• _DATASET_:
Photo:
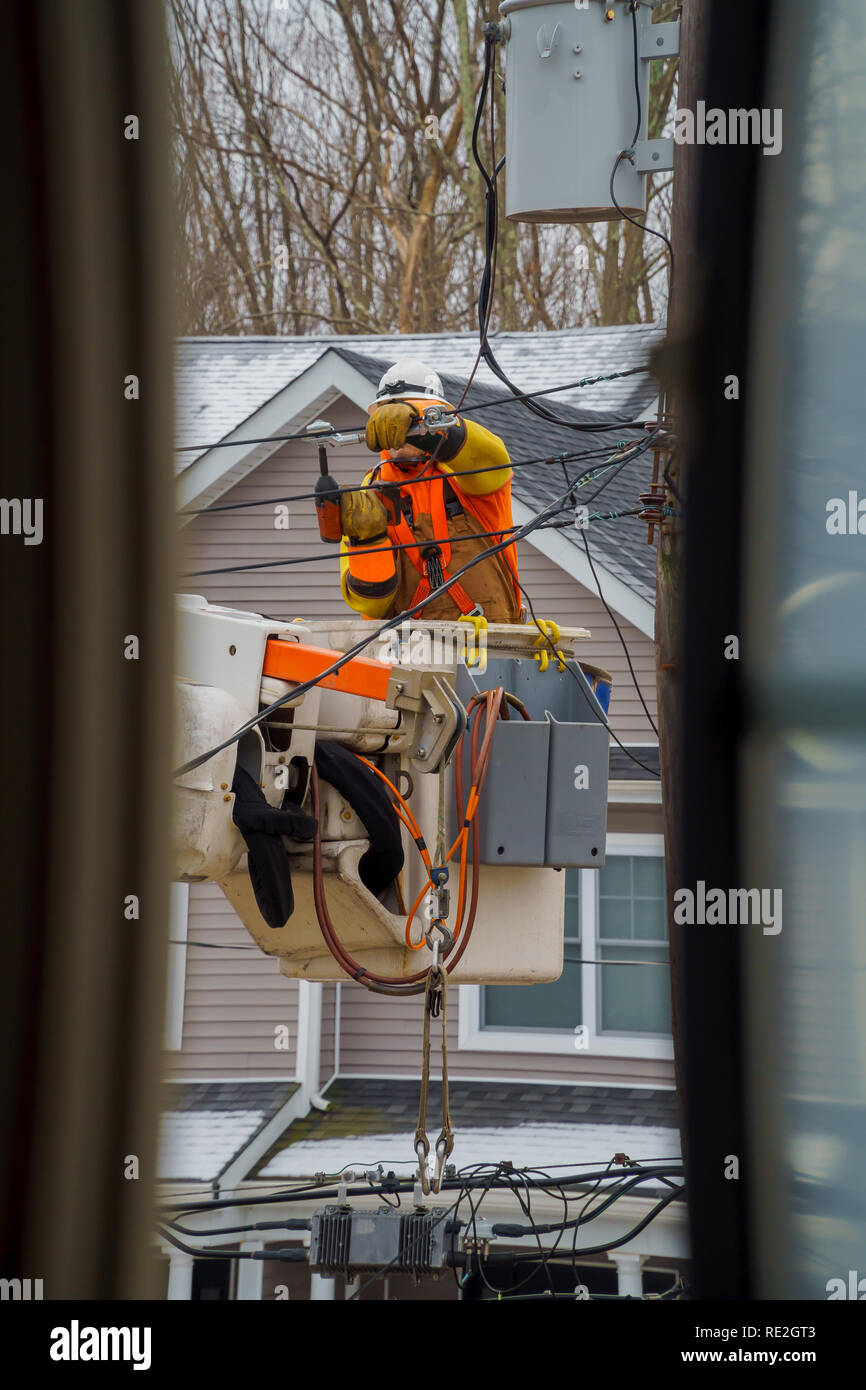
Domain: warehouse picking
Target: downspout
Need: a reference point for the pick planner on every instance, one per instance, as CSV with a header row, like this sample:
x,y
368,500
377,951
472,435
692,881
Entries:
x,y
307,1062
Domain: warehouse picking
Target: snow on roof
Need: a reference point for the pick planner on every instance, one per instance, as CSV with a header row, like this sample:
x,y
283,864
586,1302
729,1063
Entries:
x,y
221,381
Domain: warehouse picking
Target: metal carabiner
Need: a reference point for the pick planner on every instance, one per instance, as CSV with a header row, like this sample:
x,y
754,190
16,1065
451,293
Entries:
x,y
423,1153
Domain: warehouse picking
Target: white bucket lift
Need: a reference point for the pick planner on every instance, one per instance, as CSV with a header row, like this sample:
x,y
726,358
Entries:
x,y
542,809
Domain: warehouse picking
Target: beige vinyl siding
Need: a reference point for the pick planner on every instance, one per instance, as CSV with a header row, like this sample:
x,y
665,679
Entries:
x,y
234,1000
382,1037
232,1004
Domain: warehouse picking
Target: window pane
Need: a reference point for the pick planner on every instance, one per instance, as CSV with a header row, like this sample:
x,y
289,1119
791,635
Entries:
x,y
555,1007
634,998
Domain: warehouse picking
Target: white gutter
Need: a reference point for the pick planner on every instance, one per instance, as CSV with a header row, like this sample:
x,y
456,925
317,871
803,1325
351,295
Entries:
x,y
570,558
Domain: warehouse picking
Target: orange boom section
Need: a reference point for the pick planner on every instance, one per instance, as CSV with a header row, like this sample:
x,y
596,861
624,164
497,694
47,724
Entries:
x,y
299,662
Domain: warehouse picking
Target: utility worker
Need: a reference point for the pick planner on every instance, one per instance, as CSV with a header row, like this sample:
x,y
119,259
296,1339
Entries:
x,y
438,517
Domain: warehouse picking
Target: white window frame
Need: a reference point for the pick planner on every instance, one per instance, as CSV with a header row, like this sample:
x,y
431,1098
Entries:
x,y
175,984
473,1037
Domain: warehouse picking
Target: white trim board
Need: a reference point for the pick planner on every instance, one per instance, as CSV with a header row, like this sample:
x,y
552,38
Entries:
x,y
473,1037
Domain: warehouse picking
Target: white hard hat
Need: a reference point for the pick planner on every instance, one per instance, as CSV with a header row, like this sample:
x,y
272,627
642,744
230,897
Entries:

• _TASK DETAILS_: Leaving aside the images, write out the entries above word for word.

• _THE ANSWER_:
Photo:
Domain: warehouse picking
Target: downspout
Need: a reference point for the pick planner on every instance, one per instance, as CSV with a header row, like this sample:
x,y
368,500
377,951
472,435
692,881
Entries:
x,y
307,1062
Domain: warehouse picking
Target: snow on roof
Need: a reference point for the pick planner on every instance, one per instance, as CSV with a header row, like this sample:
x,y
283,864
586,1302
729,1063
Entries:
x,y
221,381
Domain: warehouse picking
Target: metal carabiner
Need: a reference point for the pick planner on every instance, one per instance, as CSV with a header row, like this sample:
x,y
754,190
16,1065
451,293
Entries:
x,y
423,1153
Domain: warehouse picking
Target: white bucket lift
Need: a reference point for the pick planner on every instance, one per instance, as CSV with a header row, like this sample:
x,y
726,358
Entries:
x,y
542,809
Domain: warehouse picking
Target: beige vinyl siding
Need: a reference point for the pick planner on every instance, one per instance, as CSV with a header row, like this sample:
x,y
665,679
Entries:
x,y
234,1000
382,1037
232,1004
Domain: warehouse picking
Target: window pane
Need: a reference point for the pick planner on every instance, one per instance, as CSV with a header row, like this sample:
x,y
289,1119
791,635
Entries:
x,y
555,1007
634,998
Domain: warehouse picking
Target: white gutter
Need: a reference point for the pick planner on every instance, one per instance, as CSV with a header row, like this sample:
x,y
456,925
317,871
803,1325
351,295
Entries:
x,y
570,558
Domain: warehouse picking
Target: orange boom section
Need: a reference point for the pick planner on every instance, one per instance, as CSV with a header row, like this sample:
x,y
596,861
624,164
497,694
47,724
Entries:
x,y
299,662
Domain: warehouse picking
Target: utility worker
Need: a reference point for the pick planner on every instance, one per instance, as CSV with a header row, like this sample:
x,y
119,259
296,1339
Entries:
x,y
438,517
Domain: warehouse picking
Target: white window frame
Need: a reference point for the pick planner on every instance, one per instance, as CSV with a header row, like this sample:
x,y
431,1098
Entries:
x,y
175,984
473,1037
Domain: warehouse picking
Target: white trim board
Need: a reference point for the pick planner on every instance, one per instance, as CSV with a header row, like this sample:
x,y
552,38
Entries:
x,y
473,1037
Domain: warehouse picking
Target: white hard hat
Need: a reference point for the pick planner on every instance, one per instance, as CSV with a header row, like this sample:
x,y
272,627
642,744
230,897
Entries:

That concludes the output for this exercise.